» What you will do: Turn the material below into a JSON list of strings, one string per line, starting at the line with "[point] every instance of the fallen" and ending with the last line of the material, both included. Leave out blank lines and everything before that starting line.

» Records for this exercise:
- - -
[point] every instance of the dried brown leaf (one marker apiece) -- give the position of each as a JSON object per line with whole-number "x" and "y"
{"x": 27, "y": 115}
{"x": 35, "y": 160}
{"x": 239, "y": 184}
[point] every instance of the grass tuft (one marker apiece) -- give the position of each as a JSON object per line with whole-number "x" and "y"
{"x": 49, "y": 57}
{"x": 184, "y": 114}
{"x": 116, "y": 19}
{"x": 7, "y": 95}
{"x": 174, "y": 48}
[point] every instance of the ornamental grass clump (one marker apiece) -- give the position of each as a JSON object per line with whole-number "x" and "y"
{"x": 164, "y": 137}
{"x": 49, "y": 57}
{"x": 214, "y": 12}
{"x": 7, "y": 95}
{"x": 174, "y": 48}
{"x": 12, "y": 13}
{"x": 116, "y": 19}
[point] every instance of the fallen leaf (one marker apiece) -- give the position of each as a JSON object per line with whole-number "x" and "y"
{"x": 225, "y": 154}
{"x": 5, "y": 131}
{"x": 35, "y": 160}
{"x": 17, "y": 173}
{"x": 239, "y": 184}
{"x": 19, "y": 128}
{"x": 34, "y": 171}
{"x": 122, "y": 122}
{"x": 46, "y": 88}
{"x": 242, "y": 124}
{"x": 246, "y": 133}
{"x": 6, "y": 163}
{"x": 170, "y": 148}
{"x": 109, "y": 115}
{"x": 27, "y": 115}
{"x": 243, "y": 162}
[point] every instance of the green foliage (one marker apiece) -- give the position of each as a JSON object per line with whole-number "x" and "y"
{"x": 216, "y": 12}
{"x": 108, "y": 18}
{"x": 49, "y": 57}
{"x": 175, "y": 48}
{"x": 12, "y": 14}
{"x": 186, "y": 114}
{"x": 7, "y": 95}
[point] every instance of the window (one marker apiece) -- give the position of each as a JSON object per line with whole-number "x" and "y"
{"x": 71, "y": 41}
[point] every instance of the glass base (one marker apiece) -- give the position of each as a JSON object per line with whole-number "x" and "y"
- - -
» The response:
[
  "[point] every instance of the fallen leaf (one marker apiece) -- give the position of each as a JSON object per line with whole-number \"x\" and \"y\"",
  "{\"x\": 225, \"y\": 154}",
  "{\"x\": 5, \"y\": 131}",
  "{\"x\": 35, \"y\": 160}",
  "{\"x\": 17, \"y\": 173}",
  "{\"x\": 239, \"y\": 184}",
  "{\"x\": 19, \"y\": 128}",
  "{\"x\": 34, \"y\": 171}",
  "{\"x\": 122, \"y\": 122}",
  "{\"x\": 46, \"y\": 88}",
  "{\"x\": 242, \"y\": 124}",
  "{\"x\": 246, \"y\": 133}",
  "{\"x\": 6, \"y\": 163}",
  "{\"x\": 170, \"y\": 148}",
  "{\"x\": 109, \"y\": 115}",
  "{\"x\": 27, \"y\": 115}",
  "{\"x\": 243, \"y\": 162}",
  "[point] every instance of the green foliage (one marker apiece) -- give the position of each as a JSON object per line with whole-number \"x\" and \"y\"",
  "{\"x\": 216, \"y\": 12}",
  "{\"x\": 108, \"y\": 18}",
  "{\"x\": 49, \"y\": 57}",
  "{\"x\": 175, \"y\": 48}",
  "{\"x\": 12, \"y\": 14}",
  "{\"x\": 186, \"y\": 114}",
  "{\"x\": 7, \"y\": 95}",
  "[point] every instance of the window (one marker apiece) -- give the position of each as a JSON object per line with whole-number \"x\" and \"y\"",
  "{\"x\": 71, \"y\": 41}",
  "[point] every instance of the glass base (one marker apiece) -- give the position of each as a JSON object per line with whole-number \"x\" and \"y\""
]